━━━ Records for the task ━━━
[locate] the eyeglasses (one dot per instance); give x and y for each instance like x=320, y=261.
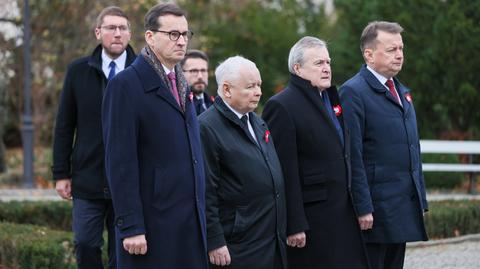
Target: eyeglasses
x=175, y=35
x=196, y=71
x=113, y=28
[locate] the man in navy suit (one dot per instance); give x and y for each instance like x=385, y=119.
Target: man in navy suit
x=153, y=156
x=195, y=68
x=387, y=181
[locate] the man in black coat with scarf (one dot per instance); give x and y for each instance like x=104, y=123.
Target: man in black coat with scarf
x=78, y=154
x=312, y=144
x=245, y=197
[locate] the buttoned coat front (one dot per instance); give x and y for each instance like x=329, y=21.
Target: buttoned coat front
x=316, y=170
x=386, y=165
x=154, y=166
x=245, y=190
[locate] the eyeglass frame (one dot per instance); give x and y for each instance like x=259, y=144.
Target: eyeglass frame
x=170, y=33
x=111, y=29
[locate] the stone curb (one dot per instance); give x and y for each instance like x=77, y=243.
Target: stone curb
x=454, y=240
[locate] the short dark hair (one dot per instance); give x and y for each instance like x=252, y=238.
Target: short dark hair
x=151, y=18
x=370, y=33
x=194, y=54
x=110, y=11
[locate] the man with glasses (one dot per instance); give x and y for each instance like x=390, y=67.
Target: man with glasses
x=78, y=155
x=153, y=157
x=195, y=68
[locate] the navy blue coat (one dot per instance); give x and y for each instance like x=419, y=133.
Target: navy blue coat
x=154, y=166
x=387, y=174
x=245, y=190
x=316, y=169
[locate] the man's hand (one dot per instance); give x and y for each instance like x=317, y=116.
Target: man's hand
x=366, y=221
x=220, y=256
x=64, y=188
x=136, y=244
x=297, y=240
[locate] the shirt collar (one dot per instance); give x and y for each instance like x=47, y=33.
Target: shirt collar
x=379, y=77
x=119, y=61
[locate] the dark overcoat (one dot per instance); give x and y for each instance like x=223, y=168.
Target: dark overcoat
x=78, y=151
x=316, y=170
x=387, y=174
x=245, y=190
x=154, y=166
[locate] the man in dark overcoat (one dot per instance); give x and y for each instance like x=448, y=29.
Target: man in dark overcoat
x=387, y=180
x=306, y=121
x=78, y=154
x=246, y=220
x=153, y=154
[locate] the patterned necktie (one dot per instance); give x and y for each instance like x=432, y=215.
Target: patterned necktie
x=393, y=92
x=111, y=74
x=329, y=108
x=171, y=76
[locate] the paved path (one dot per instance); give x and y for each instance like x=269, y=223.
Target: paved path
x=456, y=253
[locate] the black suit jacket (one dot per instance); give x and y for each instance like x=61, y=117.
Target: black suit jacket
x=245, y=198
x=317, y=177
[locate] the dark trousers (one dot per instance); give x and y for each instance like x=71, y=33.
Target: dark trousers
x=89, y=219
x=386, y=256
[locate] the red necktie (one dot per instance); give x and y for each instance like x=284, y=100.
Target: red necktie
x=171, y=76
x=393, y=92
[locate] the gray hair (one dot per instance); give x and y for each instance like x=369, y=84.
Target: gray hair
x=368, y=39
x=229, y=70
x=297, y=51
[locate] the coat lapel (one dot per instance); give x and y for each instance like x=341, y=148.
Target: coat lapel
x=313, y=97
x=227, y=113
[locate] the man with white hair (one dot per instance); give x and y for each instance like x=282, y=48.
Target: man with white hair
x=313, y=146
x=245, y=200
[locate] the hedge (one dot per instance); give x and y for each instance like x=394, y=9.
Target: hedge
x=56, y=215
x=34, y=247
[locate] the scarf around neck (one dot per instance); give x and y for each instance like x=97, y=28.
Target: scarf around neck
x=182, y=86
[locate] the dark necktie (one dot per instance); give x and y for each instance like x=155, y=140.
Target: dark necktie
x=173, y=80
x=329, y=108
x=393, y=92
x=111, y=74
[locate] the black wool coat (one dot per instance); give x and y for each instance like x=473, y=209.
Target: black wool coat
x=316, y=167
x=78, y=145
x=245, y=197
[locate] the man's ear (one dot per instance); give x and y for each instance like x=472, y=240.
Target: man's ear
x=97, y=33
x=226, y=88
x=149, y=38
x=296, y=68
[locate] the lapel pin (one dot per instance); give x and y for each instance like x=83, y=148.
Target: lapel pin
x=338, y=110
x=266, y=136
x=408, y=96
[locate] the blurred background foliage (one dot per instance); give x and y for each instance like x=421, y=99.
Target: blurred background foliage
x=442, y=50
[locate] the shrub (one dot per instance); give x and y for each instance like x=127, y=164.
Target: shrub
x=34, y=247
x=56, y=215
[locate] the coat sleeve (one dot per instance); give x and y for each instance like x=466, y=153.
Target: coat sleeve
x=283, y=132
x=215, y=233
x=120, y=134
x=354, y=115
x=64, y=132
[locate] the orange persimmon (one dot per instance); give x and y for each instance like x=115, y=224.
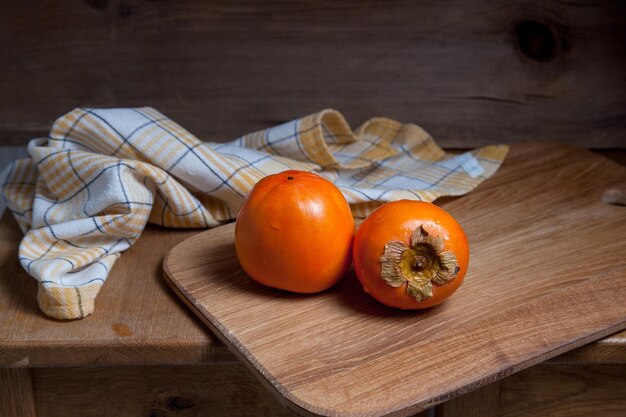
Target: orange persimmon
x=295, y=232
x=410, y=254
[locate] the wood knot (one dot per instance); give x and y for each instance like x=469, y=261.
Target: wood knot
x=538, y=41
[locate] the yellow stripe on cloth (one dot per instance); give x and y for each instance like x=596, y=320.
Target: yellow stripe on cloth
x=88, y=190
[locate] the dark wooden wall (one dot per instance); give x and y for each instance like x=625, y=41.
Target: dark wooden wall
x=470, y=72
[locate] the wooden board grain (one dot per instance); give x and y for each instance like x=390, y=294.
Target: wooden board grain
x=470, y=73
x=546, y=275
x=565, y=391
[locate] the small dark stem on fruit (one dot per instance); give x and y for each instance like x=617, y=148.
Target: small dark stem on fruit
x=419, y=263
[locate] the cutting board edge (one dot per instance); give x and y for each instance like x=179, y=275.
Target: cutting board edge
x=284, y=396
x=289, y=400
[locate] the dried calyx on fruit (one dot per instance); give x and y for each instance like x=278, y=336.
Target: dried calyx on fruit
x=419, y=264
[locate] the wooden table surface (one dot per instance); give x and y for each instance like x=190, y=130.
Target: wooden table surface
x=158, y=331
x=157, y=328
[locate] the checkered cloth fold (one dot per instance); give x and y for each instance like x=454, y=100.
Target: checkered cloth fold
x=88, y=190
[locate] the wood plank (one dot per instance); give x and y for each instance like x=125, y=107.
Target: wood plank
x=470, y=73
x=16, y=393
x=152, y=328
x=565, y=391
x=341, y=353
x=201, y=390
x=170, y=336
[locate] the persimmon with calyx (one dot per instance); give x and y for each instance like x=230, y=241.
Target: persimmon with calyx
x=295, y=232
x=410, y=254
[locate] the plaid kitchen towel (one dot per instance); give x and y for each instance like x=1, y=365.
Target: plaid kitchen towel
x=88, y=190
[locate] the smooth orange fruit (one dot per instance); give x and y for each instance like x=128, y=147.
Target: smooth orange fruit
x=295, y=232
x=410, y=254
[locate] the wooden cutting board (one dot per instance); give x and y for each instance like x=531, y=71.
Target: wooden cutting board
x=547, y=274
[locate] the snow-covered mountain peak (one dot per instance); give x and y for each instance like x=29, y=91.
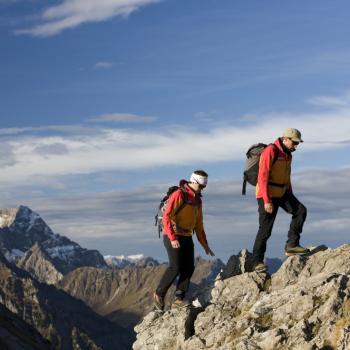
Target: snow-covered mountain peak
x=122, y=261
x=7, y=216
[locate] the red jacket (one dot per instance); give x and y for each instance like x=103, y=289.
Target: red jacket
x=274, y=176
x=188, y=219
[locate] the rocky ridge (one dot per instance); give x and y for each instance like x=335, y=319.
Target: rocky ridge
x=28, y=241
x=123, y=261
x=15, y=334
x=126, y=295
x=61, y=319
x=305, y=305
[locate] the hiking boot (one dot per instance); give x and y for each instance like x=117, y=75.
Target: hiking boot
x=260, y=267
x=180, y=303
x=158, y=302
x=297, y=250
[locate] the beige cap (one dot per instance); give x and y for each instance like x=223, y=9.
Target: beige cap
x=293, y=134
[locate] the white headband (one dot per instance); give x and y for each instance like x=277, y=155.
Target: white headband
x=199, y=179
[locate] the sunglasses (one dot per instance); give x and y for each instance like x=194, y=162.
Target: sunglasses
x=295, y=143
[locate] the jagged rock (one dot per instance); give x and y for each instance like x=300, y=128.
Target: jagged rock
x=126, y=295
x=304, y=306
x=177, y=328
x=26, y=239
x=123, y=261
x=37, y=262
x=15, y=334
x=63, y=320
x=243, y=262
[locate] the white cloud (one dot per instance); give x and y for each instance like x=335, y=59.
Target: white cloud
x=104, y=65
x=72, y=13
x=108, y=149
x=332, y=101
x=123, y=118
x=122, y=222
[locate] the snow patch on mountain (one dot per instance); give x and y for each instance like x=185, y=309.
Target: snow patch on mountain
x=122, y=261
x=14, y=255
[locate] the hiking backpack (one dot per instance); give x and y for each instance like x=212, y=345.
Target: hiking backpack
x=251, y=169
x=164, y=202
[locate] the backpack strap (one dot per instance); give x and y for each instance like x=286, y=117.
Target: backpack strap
x=244, y=186
x=276, y=151
x=275, y=155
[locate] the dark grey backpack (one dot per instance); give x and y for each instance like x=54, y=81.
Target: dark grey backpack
x=164, y=202
x=251, y=169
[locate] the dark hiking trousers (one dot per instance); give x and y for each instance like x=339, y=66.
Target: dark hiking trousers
x=292, y=206
x=181, y=263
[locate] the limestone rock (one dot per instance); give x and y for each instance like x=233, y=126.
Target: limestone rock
x=305, y=305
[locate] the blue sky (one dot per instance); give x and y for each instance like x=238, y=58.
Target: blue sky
x=104, y=104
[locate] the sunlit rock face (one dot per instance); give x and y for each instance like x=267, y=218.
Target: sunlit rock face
x=305, y=305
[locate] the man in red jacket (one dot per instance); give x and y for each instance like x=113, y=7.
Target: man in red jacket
x=274, y=190
x=179, y=226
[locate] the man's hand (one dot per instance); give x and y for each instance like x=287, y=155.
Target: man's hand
x=208, y=251
x=175, y=244
x=268, y=208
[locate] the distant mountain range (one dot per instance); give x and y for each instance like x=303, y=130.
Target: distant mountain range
x=43, y=274
x=123, y=261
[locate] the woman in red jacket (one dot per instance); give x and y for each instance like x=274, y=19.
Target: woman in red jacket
x=274, y=190
x=179, y=226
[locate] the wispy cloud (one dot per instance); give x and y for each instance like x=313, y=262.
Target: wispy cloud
x=72, y=13
x=122, y=222
x=104, y=65
x=332, y=101
x=123, y=118
x=107, y=149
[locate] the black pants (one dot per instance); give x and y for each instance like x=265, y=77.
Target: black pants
x=292, y=206
x=181, y=263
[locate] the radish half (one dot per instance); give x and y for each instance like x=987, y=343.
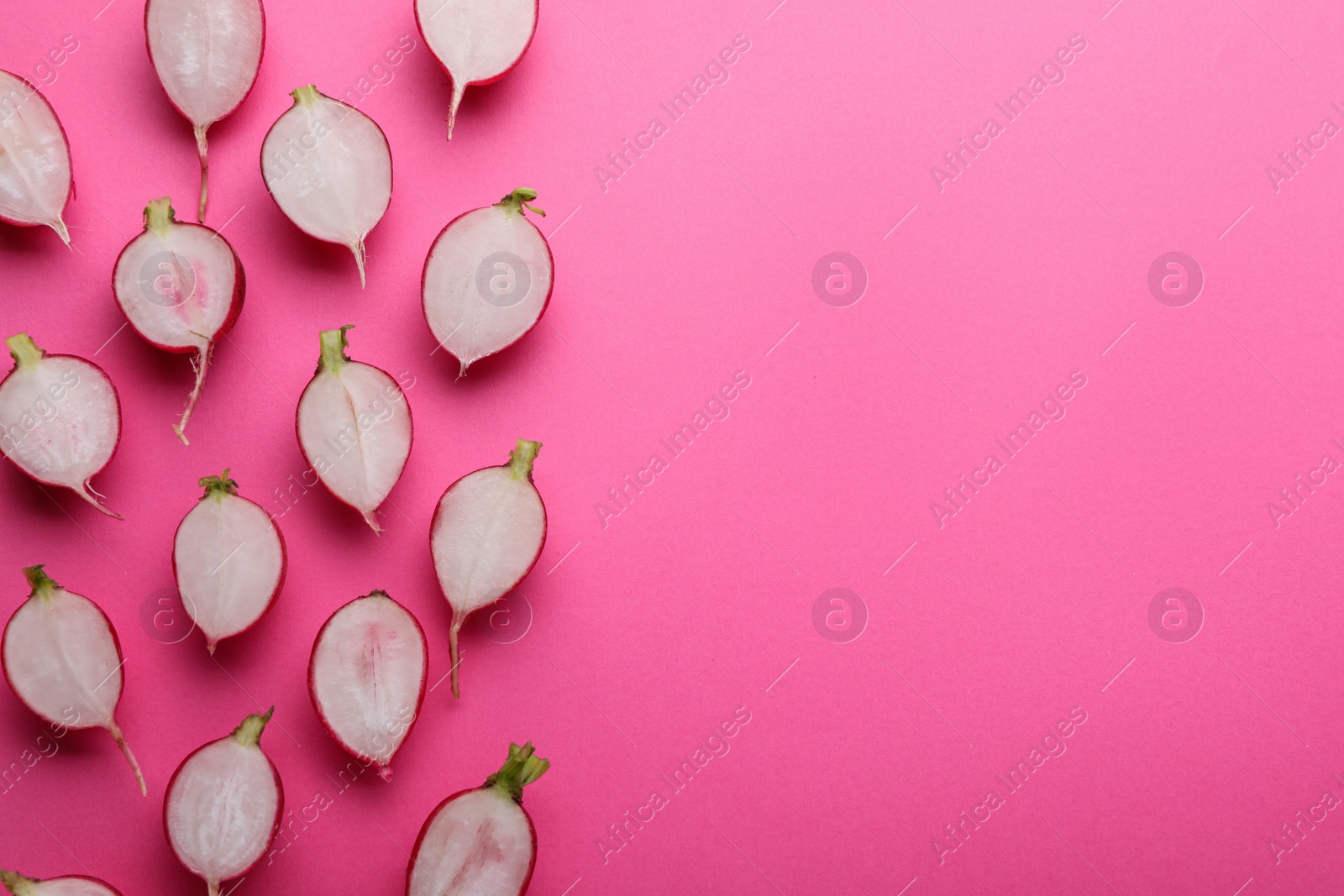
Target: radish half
x=487, y=278
x=35, y=179
x=207, y=54
x=481, y=841
x=60, y=418
x=476, y=40
x=487, y=535
x=64, y=660
x=228, y=559
x=367, y=678
x=69, y=886
x=329, y=170
x=223, y=805
x=354, y=426
x=181, y=288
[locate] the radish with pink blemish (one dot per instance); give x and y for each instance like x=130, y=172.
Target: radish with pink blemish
x=207, y=54
x=223, y=805
x=35, y=176
x=367, y=678
x=181, y=288
x=481, y=841
x=64, y=661
x=60, y=418
x=228, y=560
x=487, y=533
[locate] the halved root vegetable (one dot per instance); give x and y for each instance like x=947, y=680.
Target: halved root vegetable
x=354, y=426
x=181, y=288
x=487, y=535
x=367, y=678
x=64, y=661
x=481, y=841
x=60, y=418
x=228, y=560
x=69, y=886
x=487, y=278
x=35, y=181
x=207, y=54
x=223, y=805
x=476, y=40
x=329, y=170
━━━
Task details:
Using the entries above, output exactly the lines between the line holding "[locate] the distant" and the line holding "[locate] the wispy", end lines included, and nothing more.

Answer space:
[locate] the distant mountain range (one dot per instance); give x and y for each instance like x=303, y=130.
Target: distant mountain range
x=43, y=274
x=123, y=261
[locate] the woman in red jacket (one dot per instance); give x and y for each instance like x=274, y=19.
Target: woman in red jacket
x=274, y=190
x=179, y=226
[locate] the wispy cloud (one dot per instance); give x and y for each instance like x=313, y=262.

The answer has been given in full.